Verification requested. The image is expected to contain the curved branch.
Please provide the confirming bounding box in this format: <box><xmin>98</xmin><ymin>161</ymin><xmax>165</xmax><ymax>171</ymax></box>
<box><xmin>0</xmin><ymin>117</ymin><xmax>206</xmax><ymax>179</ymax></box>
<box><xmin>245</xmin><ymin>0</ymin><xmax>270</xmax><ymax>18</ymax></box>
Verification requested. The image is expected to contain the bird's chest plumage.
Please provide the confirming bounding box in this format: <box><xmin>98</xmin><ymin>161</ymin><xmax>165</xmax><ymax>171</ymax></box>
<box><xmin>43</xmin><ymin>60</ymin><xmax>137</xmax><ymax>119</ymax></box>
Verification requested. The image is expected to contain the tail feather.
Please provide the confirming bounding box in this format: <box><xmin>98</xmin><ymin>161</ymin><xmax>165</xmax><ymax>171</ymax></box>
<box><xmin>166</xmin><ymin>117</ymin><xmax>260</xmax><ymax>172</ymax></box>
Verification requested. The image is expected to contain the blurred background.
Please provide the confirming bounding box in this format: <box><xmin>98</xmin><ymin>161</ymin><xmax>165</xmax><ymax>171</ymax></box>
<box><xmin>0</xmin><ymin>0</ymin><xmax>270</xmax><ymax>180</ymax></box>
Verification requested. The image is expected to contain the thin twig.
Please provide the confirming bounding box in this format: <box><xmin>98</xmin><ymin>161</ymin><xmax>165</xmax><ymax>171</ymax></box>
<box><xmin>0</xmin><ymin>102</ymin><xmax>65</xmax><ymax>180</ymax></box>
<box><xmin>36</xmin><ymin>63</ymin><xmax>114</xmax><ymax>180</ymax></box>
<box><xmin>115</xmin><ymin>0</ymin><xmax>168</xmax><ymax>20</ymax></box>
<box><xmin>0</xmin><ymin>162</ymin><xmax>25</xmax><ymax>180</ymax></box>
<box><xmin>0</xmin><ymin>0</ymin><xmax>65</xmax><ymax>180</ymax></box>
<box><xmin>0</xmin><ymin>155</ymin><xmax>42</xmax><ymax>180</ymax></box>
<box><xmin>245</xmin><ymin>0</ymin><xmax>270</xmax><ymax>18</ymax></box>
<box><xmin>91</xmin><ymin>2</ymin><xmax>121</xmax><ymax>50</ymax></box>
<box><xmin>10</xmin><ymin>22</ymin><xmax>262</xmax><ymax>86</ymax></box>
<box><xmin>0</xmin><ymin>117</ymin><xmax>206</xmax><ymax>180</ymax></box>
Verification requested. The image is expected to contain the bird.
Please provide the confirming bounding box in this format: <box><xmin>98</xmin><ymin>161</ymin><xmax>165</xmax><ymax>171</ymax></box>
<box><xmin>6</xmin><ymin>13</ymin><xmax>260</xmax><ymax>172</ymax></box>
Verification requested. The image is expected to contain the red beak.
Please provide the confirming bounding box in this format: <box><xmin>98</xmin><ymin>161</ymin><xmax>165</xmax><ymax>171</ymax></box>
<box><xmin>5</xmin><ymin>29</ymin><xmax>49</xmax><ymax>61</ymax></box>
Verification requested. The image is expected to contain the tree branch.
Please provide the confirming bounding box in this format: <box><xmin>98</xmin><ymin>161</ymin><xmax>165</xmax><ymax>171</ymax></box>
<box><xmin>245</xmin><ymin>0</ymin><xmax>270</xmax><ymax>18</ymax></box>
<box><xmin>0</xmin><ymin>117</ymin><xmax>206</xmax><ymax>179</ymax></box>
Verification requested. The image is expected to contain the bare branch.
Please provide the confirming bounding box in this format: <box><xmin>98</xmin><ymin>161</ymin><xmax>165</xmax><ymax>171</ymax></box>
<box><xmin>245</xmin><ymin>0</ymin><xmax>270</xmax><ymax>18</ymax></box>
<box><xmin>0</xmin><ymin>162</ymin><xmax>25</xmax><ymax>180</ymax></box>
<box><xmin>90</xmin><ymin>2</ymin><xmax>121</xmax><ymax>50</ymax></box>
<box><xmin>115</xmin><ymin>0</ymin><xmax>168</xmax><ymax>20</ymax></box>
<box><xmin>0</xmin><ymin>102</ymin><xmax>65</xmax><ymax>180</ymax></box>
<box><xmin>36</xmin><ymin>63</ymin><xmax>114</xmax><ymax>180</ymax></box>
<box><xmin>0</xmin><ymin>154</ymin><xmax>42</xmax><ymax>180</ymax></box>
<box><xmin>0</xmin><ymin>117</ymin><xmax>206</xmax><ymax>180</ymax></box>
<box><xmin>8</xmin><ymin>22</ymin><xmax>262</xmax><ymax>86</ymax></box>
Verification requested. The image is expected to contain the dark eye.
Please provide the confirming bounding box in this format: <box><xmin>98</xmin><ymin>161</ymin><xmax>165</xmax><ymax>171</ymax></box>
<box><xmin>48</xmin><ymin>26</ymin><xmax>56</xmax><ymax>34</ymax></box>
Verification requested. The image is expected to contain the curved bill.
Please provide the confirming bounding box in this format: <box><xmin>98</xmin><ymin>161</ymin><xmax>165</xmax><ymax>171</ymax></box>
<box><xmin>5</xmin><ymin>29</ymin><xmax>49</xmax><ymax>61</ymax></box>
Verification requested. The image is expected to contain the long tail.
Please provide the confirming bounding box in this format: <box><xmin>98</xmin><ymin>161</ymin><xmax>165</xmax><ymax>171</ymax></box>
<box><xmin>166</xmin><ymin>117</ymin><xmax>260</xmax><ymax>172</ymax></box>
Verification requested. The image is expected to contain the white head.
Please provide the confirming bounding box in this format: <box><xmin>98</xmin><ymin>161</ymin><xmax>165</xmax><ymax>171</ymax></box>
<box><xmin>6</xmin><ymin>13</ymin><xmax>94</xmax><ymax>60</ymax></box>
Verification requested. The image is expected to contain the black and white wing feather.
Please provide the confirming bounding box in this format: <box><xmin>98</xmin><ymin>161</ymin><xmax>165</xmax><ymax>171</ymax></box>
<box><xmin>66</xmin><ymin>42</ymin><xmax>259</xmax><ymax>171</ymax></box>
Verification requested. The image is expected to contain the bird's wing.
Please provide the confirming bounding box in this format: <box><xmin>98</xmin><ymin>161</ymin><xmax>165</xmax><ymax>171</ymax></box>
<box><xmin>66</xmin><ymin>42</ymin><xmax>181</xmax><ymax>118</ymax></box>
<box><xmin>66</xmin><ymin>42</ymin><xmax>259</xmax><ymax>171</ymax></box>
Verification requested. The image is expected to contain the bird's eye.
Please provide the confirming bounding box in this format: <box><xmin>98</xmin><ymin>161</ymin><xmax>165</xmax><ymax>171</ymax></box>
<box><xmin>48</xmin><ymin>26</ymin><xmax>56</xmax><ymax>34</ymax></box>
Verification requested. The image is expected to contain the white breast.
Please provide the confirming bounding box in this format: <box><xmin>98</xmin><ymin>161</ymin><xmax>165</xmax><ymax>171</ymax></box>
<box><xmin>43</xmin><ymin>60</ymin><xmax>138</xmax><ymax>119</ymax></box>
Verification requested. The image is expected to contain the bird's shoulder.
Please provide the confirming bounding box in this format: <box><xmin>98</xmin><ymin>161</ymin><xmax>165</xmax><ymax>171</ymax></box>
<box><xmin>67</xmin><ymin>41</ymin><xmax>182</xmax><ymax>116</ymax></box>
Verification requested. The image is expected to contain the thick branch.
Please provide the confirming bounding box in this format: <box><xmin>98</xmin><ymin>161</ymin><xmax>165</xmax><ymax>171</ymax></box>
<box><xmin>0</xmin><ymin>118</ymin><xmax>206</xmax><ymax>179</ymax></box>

——————————

Your task is to give the records above again, exactly.

* Answer below:
Verification requested. The image is expected to contain the curved branch.
Please provide the confirming bounding box in this format: <box><xmin>98</xmin><ymin>161</ymin><xmax>165</xmax><ymax>171</ymax></box>
<box><xmin>0</xmin><ymin>117</ymin><xmax>206</xmax><ymax>179</ymax></box>
<box><xmin>245</xmin><ymin>0</ymin><xmax>270</xmax><ymax>18</ymax></box>
Verification requested. The image is expected to contain the bird's chest plumage.
Please provide the confirming bounding box in this format: <box><xmin>98</xmin><ymin>161</ymin><xmax>165</xmax><ymax>171</ymax></box>
<box><xmin>43</xmin><ymin>60</ymin><xmax>137</xmax><ymax>119</ymax></box>
Verification requested. The image is expected to contain the tail feather.
Please provide the confirming bounding box in this format: <box><xmin>98</xmin><ymin>161</ymin><xmax>165</xmax><ymax>171</ymax></box>
<box><xmin>166</xmin><ymin>117</ymin><xmax>260</xmax><ymax>172</ymax></box>
Verification requested. The image is expected to contain the blurred background.
Please provide the confirming bounding box in this format: <box><xmin>98</xmin><ymin>161</ymin><xmax>165</xmax><ymax>171</ymax></box>
<box><xmin>0</xmin><ymin>0</ymin><xmax>270</xmax><ymax>180</ymax></box>
Verification requested. The image is expected to contain the thin twig.
Please provide the confirming bounding box in this format: <box><xmin>98</xmin><ymin>161</ymin><xmax>165</xmax><ymax>171</ymax></box>
<box><xmin>0</xmin><ymin>102</ymin><xmax>65</xmax><ymax>180</ymax></box>
<box><xmin>36</xmin><ymin>63</ymin><xmax>114</xmax><ymax>180</ymax></box>
<box><xmin>115</xmin><ymin>0</ymin><xmax>168</xmax><ymax>20</ymax></box>
<box><xmin>0</xmin><ymin>162</ymin><xmax>25</xmax><ymax>180</ymax></box>
<box><xmin>0</xmin><ymin>0</ymin><xmax>65</xmax><ymax>180</ymax></box>
<box><xmin>0</xmin><ymin>155</ymin><xmax>42</xmax><ymax>180</ymax></box>
<box><xmin>245</xmin><ymin>0</ymin><xmax>270</xmax><ymax>18</ymax></box>
<box><xmin>91</xmin><ymin>2</ymin><xmax>121</xmax><ymax>50</ymax></box>
<box><xmin>10</xmin><ymin>22</ymin><xmax>262</xmax><ymax>86</ymax></box>
<box><xmin>0</xmin><ymin>117</ymin><xmax>206</xmax><ymax>180</ymax></box>
Verification requested. The image is expected to contain the bird.
Please provide the confirming bounding box in this format: <box><xmin>98</xmin><ymin>161</ymin><xmax>165</xmax><ymax>171</ymax></box>
<box><xmin>6</xmin><ymin>13</ymin><xmax>260</xmax><ymax>172</ymax></box>
Verification requested. The image is expected to contain the red beak.
Please provide the confirming bounding box in this format: <box><xmin>98</xmin><ymin>161</ymin><xmax>165</xmax><ymax>171</ymax></box>
<box><xmin>5</xmin><ymin>29</ymin><xmax>49</xmax><ymax>61</ymax></box>
Verification requested. The image is expected to contain the tree branch.
Please provide the confirming bounding box in this format: <box><xmin>98</xmin><ymin>161</ymin><xmax>165</xmax><ymax>171</ymax></box>
<box><xmin>245</xmin><ymin>0</ymin><xmax>270</xmax><ymax>18</ymax></box>
<box><xmin>0</xmin><ymin>117</ymin><xmax>206</xmax><ymax>179</ymax></box>
Verification requested. The image is expected to contain the bare branch.
Please provide the confirming bounding box in this format: <box><xmin>98</xmin><ymin>161</ymin><xmax>165</xmax><ymax>171</ymax></box>
<box><xmin>245</xmin><ymin>0</ymin><xmax>270</xmax><ymax>18</ymax></box>
<box><xmin>0</xmin><ymin>162</ymin><xmax>25</xmax><ymax>180</ymax></box>
<box><xmin>90</xmin><ymin>2</ymin><xmax>121</xmax><ymax>50</ymax></box>
<box><xmin>115</xmin><ymin>0</ymin><xmax>168</xmax><ymax>20</ymax></box>
<box><xmin>0</xmin><ymin>102</ymin><xmax>65</xmax><ymax>180</ymax></box>
<box><xmin>36</xmin><ymin>63</ymin><xmax>114</xmax><ymax>180</ymax></box>
<box><xmin>0</xmin><ymin>154</ymin><xmax>42</xmax><ymax>180</ymax></box>
<box><xmin>0</xmin><ymin>117</ymin><xmax>206</xmax><ymax>180</ymax></box>
<box><xmin>8</xmin><ymin>22</ymin><xmax>262</xmax><ymax>86</ymax></box>
Verification requested. The image is expected to contain the dark eye.
Please provide the confirming bounding box in this format: <box><xmin>98</xmin><ymin>161</ymin><xmax>165</xmax><ymax>171</ymax></box>
<box><xmin>48</xmin><ymin>26</ymin><xmax>56</xmax><ymax>34</ymax></box>
Verification requested. The image is expected to contain the curved bill.
Please provide the confirming bounding box in this format: <box><xmin>98</xmin><ymin>161</ymin><xmax>165</xmax><ymax>171</ymax></box>
<box><xmin>5</xmin><ymin>29</ymin><xmax>49</xmax><ymax>61</ymax></box>
Verification requested. The image is expected to contain the long tail.
Please provide the confirming bounding box in this format: <box><xmin>98</xmin><ymin>161</ymin><xmax>165</xmax><ymax>171</ymax></box>
<box><xmin>166</xmin><ymin>117</ymin><xmax>260</xmax><ymax>172</ymax></box>
Verification requested. The image is expected to contain the white head.
Please provide the confirming bounding box in this format: <box><xmin>98</xmin><ymin>161</ymin><xmax>165</xmax><ymax>171</ymax></box>
<box><xmin>6</xmin><ymin>13</ymin><xmax>94</xmax><ymax>60</ymax></box>
Verification requested. The image is expected to contain the black and white wing feather.
Please provide the confirming bounding box in this format: <box><xmin>98</xmin><ymin>161</ymin><xmax>165</xmax><ymax>171</ymax></box>
<box><xmin>66</xmin><ymin>42</ymin><xmax>259</xmax><ymax>171</ymax></box>
Verification requested. The image is expected to contain the bird's wing.
Please provide the confirming bounding box in this format: <box><xmin>98</xmin><ymin>161</ymin><xmax>165</xmax><ymax>171</ymax></box>
<box><xmin>66</xmin><ymin>42</ymin><xmax>181</xmax><ymax>118</ymax></box>
<box><xmin>66</xmin><ymin>42</ymin><xmax>259</xmax><ymax>171</ymax></box>
Verification requested. The image is expected to contain the bird's eye.
Please provide the confirming bounding box in this format: <box><xmin>98</xmin><ymin>161</ymin><xmax>165</xmax><ymax>171</ymax></box>
<box><xmin>48</xmin><ymin>26</ymin><xmax>56</xmax><ymax>34</ymax></box>
Verification requested. The image is expected to contain the white breast.
Please provide the confirming bounding box in this format: <box><xmin>98</xmin><ymin>161</ymin><xmax>165</xmax><ymax>171</ymax></box>
<box><xmin>43</xmin><ymin>60</ymin><xmax>138</xmax><ymax>119</ymax></box>
Verification requested. The image is expected to contain the bird's shoulder.
Please provide the confirming bounding box in this format: <box><xmin>98</xmin><ymin>161</ymin><xmax>165</xmax><ymax>171</ymax></box>
<box><xmin>67</xmin><ymin>41</ymin><xmax>182</xmax><ymax>116</ymax></box>
Verification requested. The image is expected to contain the thick branch.
Please provide the confirming bounding box in this format: <box><xmin>98</xmin><ymin>161</ymin><xmax>165</xmax><ymax>171</ymax></box>
<box><xmin>0</xmin><ymin>118</ymin><xmax>206</xmax><ymax>179</ymax></box>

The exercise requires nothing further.